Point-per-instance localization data
+ + + + + + +
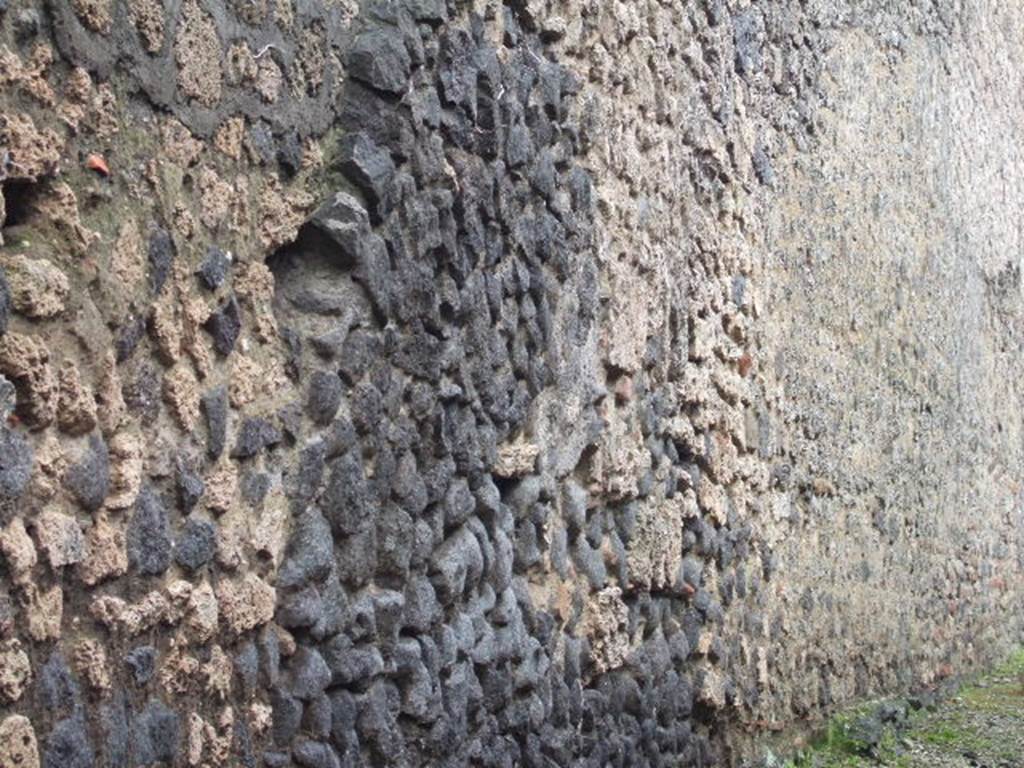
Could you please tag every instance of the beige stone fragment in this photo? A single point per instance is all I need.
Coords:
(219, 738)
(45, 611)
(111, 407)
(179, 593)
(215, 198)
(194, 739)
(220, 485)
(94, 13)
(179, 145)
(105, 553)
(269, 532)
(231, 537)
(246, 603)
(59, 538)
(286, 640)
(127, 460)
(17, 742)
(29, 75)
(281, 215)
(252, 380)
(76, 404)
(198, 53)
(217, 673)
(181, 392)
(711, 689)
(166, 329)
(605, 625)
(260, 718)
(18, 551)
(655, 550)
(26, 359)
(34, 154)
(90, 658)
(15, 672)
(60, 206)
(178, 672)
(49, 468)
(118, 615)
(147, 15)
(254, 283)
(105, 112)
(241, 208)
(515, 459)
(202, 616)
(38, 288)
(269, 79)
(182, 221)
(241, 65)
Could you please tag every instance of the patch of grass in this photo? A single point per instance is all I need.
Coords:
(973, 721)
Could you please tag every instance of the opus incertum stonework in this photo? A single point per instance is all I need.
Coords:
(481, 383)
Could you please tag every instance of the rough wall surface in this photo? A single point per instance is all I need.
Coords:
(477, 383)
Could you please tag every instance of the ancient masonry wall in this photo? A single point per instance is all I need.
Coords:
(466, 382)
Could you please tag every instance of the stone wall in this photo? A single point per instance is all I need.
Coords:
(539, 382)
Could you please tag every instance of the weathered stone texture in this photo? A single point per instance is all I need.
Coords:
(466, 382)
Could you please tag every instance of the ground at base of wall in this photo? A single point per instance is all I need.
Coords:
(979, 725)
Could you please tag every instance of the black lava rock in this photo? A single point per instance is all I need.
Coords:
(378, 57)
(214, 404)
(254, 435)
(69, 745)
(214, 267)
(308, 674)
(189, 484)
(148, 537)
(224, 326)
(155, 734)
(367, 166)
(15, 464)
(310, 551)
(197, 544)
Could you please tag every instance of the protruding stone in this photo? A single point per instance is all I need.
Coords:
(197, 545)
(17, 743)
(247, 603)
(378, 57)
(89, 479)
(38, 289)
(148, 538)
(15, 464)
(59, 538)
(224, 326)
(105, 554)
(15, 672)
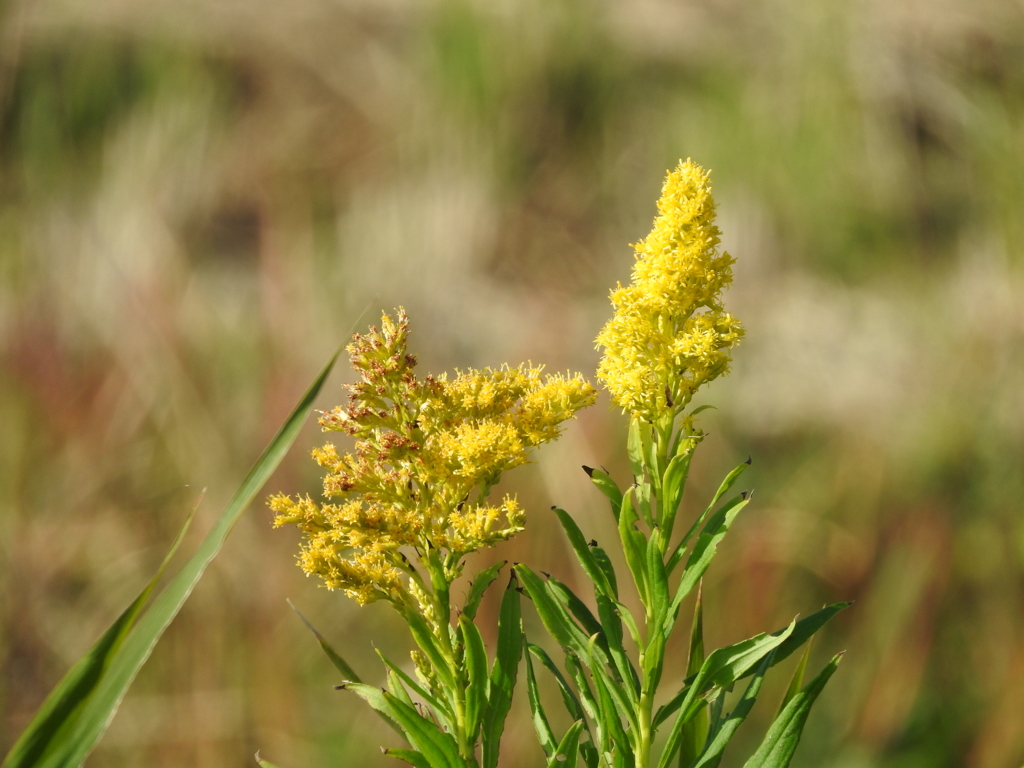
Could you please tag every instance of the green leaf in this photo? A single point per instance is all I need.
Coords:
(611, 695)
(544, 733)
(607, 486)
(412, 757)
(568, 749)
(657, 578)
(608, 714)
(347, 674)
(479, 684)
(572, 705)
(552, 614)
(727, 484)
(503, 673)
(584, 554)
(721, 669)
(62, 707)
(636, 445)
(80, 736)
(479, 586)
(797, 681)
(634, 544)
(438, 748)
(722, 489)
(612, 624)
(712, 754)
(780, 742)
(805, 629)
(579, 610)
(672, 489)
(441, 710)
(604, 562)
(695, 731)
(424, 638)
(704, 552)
+ + + + + + +
> _Problem description_
This task calls for an exact copy of the data above, without pictures.

> _Solution for this task_
Could you please tag every instance of the beige stone fragment in this photo? A single point per instance is all I need.
Coords:
(219, 738)
(45, 611)
(111, 407)
(179, 593)
(215, 198)
(194, 739)
(220, 485)
(94, 13)
(179, 145)
(105, 553)
(269, 532)
(231, 537)
(246, 603)
(59, 538)
(286, 640)
(127, 460)
(17, 742)
(29, 75)
(281, 215)
(252, 380)
(76, 404)
(198, 53)
(217, 673)
(181, 392)
(711, 689)
(166, 329)
(605, 625)
(260, 718)
(18, 551)
(655, 550)
(26, 359)
(34, 154)
(90, 658)
(15, 672)
(60, 206)
(178, 672)
(49, 468)
(118, 615)
(147, 15)
(254, 283)
(105, 112)
(241, 208)
(515, 459)
(202, 616)
(38, 288)
(269, 79)
(182, 221)
(241, 65)
Could you please tag every instance of the patch of grass in this photo? A single point per instance is all I need.
Coords:
(973, 721)
Could you please tag every instance of the opus incertum stonework in this photo? A single point per instance is all I need.
Coords:
(481, 383)
Could you please tag every instance of the rough wall surface in this photo? A single point per instance is all I need.
Coords:
(477, 383)
Could you please tag every instance of the ancient masonry wall in this photo? A single point per instance is all I need.
Coords:
(466, 382)
Could you please tag every instance of the stone wall in this photo? A single point per instance is all I need.
Coords:
(539, 382)
Could you please tag every instance of the weathered stone texture in this photo? A single point per instance is all I need.
Coords:
(466, 382)
Could you please tag every instance of the ground at base of wall in this photo? A single point per instance is all I need.
Coords:
(979, 725)
Could you please tag every instance of the black lava rock in this photo? A single point per instance is all I need.
Coords:
(378, 57)
(214, 404)
(254, 435)
(69, 745)
(214, 267)
(308, 674)
(189, 484)
(148, 537)
(224, 326)
(155, 734)
(367, 166)
(15, 464)
(310, 551)
(197, 544)
Could you please tag every instance of the protruding stone in this photo? A single point per instance is all I need.
Coords:
(197, 545)
(17, 743)
(247, 603)
(378, 57)
(89, 479)
(38, 289)
(148, 538)
(15, 464)
(59, 538)
(224, 326)
(105, 554)
(15, 672)
Could you please tag every instance of the green leaf in this photo? A single point per instance is all I need.
Coords:
(611, 695)
(544, 733)
(607, 486)
(412, 757)
(568, 749)
(657, 578)
(608, 714)
(347, 674)
(479, 684)
(572, 705)
(552, 614)
(727, 484)
(503, 673)
(584, 554)
(721, 669)
(62, 707)
(636, 445)
(80, 736)
(479, 586)
(797, 681)
(634, 544)
(438, 748)
(722, 489)
(612, 624)
(712, 754)
(780, 742)
(805, 629)
(579, 610)
(672, 489)
(441, 710)
(604, 562)
(695, 731)
(424, 638)
(704, 552)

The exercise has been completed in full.